Excerpted passage:
## start
NeurIPS 2020

Asymptotic normality and confidence intervals for derivatives of 2-layers neural network in the random features model

Review 1

Summary and Contributions: Constructed confidence interval (for the linear components of the target function) in a two-layer random features model optimized with squared loss and ridge regularization. The result is based on establishing a certain CLT involving the derivative of the model. Theorems are supported by empirical findings.

Strengths: 1. To my knowledge this is the first work on establishing CI for random features model in the proportional asymptotic limit. This result is potentially useful in uncertainty quantification. 2. The paper contains a number of observations that I believe would be interesting to the NeurIPS community: (i) the "double descent" phenomenon in the CI length; (ii) the role of different activation functions; (iii) the benefit of interpolation (weak regularization). 3. The theoretical findings are nicely illustrated by figures and also supported by empirical results.

Weaknesses: 1. The writing felt a bit rushed, with a few typos and confusing notations (see charity below). 2. I'm not entirely sure if I understand the motivation of certain parts of the analysis. In particular, the CI is only established for the linear part of the target (which kind of makes sense since in this asymptotic limit, it is the only thing that RF model can learn); therefore, I do not know the value of including a nonlinear component in addition. See the following sections for additional comments and questions. 3. While I am not an expert in the area, my feeling is that a considerable part of the analysis is known if not rather standard. For instance the setup for CLT resembles Bellec and Zhang 2019, the risk of the RF model is provided in Mei and Montanari 2019, and the utilized linearization in high dimensions is relatively well-known (e.g. previous analysis of the kernel Gram matrix).

Correctness: To my knowledge yes.
## end
Continue the NeurIPS review of the random-features confidence-interval paper, starting right after its final line.

Source data:
## start
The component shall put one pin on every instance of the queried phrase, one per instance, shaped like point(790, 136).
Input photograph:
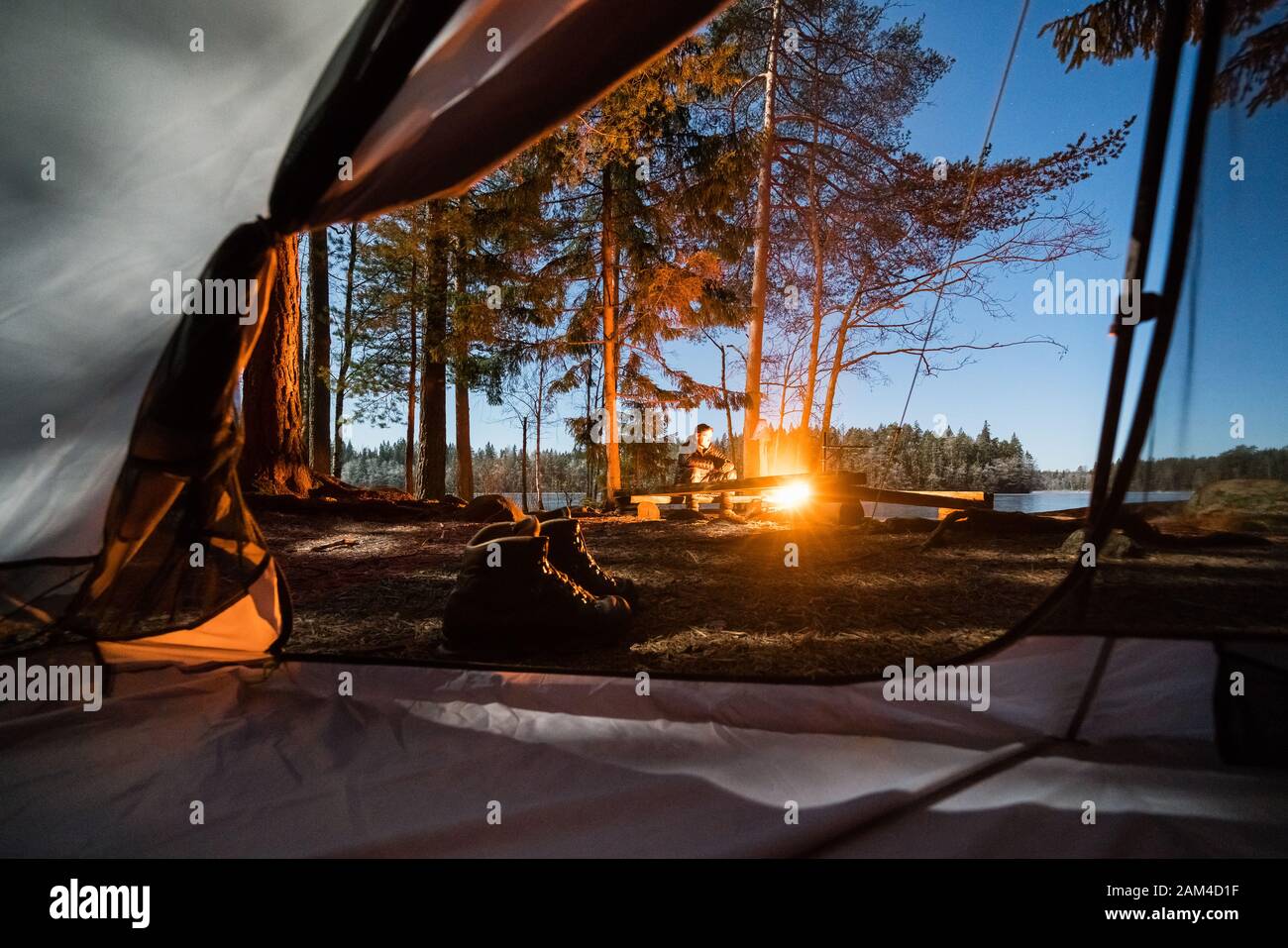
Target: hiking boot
## end
Answer for this exercise:
Clarity: The structure of the paper is not quite easy to follow; there are times I would need to search back and forth for definitions and explanations. The notation is a bit confusing at times. To list a few, 1) in page 4 and 5, I don't know why the derivative of f(x) is taken w.r.t. $\xi$, which is previously defined as future observation. 2) $\Phi$ in Theorem 1 (which can be inferred as the Gaussian CDF) is not defined beforehand. 3) Caption for Figure 2 (left) is a bit hard to parse.

Relation to Prior Work: (minor) A few related works: On high-dimensional characterization of two-layer nets: Louart, Cosme, Zhenyu Liao, and Romain Couillet. "A random matrix approach to neural networks." The Annals of Applied Probability 28.2 (2018): 1190-1248. Ba, Jimmy, et al. "Generalization of two-layer neural networks: An asymptotic viewpoint." International Conference on Learning Representations. 2019. A work that has similar implications under Lipschitz feature transformation (i.e. weight matrix with bounded spectral norm): Seddik, Mohamed El Amine, et al. "Random matrix theory proves that deep learning representations of gan-data behave as gaussian mixtures." arXiv preprint arXiv:2001.08370 (2020).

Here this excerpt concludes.